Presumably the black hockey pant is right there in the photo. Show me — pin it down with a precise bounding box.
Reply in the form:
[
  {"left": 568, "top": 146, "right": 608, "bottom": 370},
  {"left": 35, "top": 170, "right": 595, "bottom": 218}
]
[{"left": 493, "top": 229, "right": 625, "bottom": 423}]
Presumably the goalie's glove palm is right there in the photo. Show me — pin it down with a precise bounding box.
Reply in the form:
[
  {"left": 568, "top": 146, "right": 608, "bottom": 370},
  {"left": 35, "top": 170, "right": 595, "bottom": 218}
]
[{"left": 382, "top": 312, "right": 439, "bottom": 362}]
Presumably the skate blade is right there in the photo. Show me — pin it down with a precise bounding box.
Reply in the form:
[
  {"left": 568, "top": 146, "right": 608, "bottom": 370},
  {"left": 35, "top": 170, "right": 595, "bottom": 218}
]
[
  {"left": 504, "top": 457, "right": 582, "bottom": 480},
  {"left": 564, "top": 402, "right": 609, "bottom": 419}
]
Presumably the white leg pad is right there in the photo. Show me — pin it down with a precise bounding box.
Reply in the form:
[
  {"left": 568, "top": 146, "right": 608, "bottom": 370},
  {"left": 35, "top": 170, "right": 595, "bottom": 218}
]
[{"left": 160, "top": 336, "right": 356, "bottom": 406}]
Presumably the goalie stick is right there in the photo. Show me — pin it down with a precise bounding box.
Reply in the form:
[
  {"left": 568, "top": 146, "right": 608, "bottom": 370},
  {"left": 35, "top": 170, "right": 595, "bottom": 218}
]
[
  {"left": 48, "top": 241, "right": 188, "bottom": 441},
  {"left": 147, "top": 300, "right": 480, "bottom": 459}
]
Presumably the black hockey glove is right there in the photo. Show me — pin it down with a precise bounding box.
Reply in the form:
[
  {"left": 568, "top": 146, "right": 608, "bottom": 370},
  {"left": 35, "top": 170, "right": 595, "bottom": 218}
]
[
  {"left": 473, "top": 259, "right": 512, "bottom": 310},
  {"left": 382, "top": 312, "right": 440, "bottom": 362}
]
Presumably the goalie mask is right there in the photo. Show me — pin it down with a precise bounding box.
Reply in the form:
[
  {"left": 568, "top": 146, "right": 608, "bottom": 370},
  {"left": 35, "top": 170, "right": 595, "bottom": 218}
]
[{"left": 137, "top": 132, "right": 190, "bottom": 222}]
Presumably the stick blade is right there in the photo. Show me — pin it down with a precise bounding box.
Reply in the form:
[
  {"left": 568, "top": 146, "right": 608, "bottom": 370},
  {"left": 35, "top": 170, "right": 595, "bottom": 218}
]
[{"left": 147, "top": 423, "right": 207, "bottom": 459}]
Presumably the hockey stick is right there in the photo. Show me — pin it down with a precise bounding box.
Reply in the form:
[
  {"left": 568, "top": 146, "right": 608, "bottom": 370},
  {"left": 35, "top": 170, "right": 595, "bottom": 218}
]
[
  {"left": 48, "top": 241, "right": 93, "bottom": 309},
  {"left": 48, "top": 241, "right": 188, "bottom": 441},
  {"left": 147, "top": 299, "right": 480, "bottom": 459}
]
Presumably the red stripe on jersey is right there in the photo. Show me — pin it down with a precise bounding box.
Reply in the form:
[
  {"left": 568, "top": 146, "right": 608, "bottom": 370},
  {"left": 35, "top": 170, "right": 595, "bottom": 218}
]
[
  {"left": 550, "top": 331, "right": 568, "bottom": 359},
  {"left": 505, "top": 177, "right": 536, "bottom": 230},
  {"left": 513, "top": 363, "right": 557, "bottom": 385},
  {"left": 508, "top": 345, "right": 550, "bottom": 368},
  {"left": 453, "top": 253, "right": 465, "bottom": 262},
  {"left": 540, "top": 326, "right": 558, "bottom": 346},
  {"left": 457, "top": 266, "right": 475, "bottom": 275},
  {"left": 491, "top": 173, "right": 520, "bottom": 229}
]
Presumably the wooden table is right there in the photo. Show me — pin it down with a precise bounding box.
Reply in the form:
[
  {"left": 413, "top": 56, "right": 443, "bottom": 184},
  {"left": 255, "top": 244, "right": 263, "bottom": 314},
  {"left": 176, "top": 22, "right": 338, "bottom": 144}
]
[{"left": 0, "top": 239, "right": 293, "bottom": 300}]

▶ Work to be completed
Which lines in the data above hold the word "glove"? Return each of them.

▶ Result for this task
Presumably the goalie's glove palm is right there in the photo. Show me — pin it down with a precise bounding box.
Presumably the black hockey glove is right there in the photo. Show me — pin it down with a precise bounding box.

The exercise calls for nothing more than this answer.